Records:
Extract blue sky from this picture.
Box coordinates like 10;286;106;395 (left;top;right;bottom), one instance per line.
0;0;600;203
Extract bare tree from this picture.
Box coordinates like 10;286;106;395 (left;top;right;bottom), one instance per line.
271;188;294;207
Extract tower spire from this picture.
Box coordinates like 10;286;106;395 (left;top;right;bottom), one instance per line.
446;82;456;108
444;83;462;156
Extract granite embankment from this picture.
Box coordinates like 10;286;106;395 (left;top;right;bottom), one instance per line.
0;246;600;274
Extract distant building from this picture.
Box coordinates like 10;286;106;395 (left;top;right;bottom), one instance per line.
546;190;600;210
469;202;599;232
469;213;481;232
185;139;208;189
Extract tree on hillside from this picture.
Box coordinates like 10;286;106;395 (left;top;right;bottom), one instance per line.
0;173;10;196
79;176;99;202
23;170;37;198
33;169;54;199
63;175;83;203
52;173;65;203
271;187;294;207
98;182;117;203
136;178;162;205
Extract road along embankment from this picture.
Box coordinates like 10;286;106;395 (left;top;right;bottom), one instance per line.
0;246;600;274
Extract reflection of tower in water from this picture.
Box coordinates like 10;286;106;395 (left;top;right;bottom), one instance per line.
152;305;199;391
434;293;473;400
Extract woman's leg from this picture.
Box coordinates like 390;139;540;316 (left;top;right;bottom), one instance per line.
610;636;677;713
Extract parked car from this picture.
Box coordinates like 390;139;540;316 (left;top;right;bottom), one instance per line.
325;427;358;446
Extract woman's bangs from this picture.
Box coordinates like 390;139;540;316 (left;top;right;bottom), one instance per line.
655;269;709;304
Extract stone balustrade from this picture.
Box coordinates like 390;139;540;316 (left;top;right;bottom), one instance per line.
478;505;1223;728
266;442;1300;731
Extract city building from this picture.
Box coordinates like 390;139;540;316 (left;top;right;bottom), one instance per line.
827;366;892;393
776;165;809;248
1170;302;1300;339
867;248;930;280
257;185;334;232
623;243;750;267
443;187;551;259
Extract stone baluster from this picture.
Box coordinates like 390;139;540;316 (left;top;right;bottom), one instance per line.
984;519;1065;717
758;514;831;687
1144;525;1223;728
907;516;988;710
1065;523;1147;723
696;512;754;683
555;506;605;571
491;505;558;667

==

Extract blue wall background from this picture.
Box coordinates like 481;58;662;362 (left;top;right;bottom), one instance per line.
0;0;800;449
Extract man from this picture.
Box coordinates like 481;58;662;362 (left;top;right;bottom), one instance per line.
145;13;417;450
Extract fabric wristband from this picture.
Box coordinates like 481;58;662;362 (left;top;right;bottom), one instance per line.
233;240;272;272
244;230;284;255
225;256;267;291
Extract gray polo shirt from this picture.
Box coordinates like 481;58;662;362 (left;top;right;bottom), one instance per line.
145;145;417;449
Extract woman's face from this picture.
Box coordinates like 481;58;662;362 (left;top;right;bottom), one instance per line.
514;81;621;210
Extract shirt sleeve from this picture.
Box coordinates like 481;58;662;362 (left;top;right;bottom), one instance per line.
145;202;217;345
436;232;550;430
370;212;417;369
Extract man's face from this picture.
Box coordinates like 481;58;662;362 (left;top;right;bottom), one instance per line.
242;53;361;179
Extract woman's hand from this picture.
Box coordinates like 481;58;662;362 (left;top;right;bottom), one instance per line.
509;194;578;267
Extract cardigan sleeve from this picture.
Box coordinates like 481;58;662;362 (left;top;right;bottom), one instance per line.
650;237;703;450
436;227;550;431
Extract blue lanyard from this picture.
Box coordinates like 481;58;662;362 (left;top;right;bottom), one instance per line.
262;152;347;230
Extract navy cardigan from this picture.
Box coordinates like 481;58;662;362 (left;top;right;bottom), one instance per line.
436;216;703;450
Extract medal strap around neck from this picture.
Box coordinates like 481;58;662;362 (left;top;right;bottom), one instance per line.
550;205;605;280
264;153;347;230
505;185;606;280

--

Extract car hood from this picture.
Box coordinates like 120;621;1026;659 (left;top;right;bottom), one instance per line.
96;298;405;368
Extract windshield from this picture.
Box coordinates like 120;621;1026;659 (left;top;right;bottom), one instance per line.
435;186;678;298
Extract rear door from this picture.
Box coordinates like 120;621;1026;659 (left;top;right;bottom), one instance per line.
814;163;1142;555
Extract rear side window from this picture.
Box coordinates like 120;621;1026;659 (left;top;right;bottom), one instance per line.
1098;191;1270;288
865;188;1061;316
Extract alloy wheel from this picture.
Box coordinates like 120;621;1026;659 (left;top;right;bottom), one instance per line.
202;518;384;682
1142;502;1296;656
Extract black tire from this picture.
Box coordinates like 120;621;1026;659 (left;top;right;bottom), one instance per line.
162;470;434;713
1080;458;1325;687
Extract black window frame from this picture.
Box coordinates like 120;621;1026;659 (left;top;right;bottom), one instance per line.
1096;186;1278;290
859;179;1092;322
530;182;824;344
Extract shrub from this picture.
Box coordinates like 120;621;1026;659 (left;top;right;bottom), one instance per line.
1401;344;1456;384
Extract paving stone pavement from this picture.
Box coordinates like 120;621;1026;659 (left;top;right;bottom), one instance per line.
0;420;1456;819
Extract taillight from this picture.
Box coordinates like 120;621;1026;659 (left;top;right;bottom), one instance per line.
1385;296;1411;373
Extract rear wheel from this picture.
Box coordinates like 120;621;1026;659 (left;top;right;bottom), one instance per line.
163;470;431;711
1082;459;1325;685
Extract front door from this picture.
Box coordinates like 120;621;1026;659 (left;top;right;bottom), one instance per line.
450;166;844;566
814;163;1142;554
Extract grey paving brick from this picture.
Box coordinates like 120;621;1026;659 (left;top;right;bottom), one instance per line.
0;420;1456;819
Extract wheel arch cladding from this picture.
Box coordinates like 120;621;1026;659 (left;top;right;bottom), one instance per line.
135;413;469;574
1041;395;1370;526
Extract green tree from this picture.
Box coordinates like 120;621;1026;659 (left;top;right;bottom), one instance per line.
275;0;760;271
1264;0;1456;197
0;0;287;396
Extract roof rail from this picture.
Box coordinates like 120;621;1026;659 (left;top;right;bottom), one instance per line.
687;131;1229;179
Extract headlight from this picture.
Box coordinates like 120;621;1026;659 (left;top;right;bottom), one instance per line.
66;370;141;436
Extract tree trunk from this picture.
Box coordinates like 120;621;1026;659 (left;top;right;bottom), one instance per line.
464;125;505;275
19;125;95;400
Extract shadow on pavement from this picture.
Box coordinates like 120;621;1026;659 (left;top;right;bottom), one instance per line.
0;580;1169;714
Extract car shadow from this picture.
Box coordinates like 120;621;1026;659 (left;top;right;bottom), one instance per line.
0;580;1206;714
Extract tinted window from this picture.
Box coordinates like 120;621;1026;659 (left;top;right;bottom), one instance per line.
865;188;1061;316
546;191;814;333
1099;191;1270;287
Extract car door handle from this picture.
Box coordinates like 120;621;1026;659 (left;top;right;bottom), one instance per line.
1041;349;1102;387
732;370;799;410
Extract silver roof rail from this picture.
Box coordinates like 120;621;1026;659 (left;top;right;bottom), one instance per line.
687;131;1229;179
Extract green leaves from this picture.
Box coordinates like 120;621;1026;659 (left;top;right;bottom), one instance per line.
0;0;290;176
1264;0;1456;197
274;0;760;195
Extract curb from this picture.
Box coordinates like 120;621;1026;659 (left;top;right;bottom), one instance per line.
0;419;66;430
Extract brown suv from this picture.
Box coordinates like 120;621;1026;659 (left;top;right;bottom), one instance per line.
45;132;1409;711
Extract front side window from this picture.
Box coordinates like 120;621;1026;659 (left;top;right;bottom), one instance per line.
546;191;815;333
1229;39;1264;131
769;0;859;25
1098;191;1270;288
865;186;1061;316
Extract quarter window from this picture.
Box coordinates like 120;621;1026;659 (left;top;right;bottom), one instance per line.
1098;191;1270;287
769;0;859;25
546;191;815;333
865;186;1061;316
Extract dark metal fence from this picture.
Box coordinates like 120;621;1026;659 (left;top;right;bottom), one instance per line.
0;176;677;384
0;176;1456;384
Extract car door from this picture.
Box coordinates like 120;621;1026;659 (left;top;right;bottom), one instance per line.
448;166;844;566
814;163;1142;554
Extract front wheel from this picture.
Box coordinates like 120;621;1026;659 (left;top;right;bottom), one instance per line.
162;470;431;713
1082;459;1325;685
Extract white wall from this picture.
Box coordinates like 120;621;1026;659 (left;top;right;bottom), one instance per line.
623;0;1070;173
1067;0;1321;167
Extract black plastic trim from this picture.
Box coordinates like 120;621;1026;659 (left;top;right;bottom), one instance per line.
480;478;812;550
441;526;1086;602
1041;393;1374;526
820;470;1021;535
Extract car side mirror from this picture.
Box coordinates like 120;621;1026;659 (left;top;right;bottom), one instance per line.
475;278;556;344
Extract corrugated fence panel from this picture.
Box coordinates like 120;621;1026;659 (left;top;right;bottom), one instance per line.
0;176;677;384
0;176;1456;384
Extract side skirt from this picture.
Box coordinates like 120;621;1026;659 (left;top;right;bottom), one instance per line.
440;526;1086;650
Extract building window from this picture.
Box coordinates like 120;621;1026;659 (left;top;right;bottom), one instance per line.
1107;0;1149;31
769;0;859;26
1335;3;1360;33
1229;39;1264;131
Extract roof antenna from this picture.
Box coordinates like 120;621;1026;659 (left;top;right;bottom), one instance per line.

Your objective: Reproduce word for word the lines of the records above, from the line with "Extract granite embankment from this picture." to the line with "185;139;208;189", including both of those lines.

Answer to the task:
Extract granite embankment from this picture.
Box coordinates like 10;286;106;395 (left;top;right;bottom), one instance per line.
0;246;600;274
Extract distant building from this picture.
Box coordinates like 10;286;106;395 (left;top;right;bottom), one instance per line.
546;190;600;210
469;202;599;232
469;213;481;232
185;139;208;189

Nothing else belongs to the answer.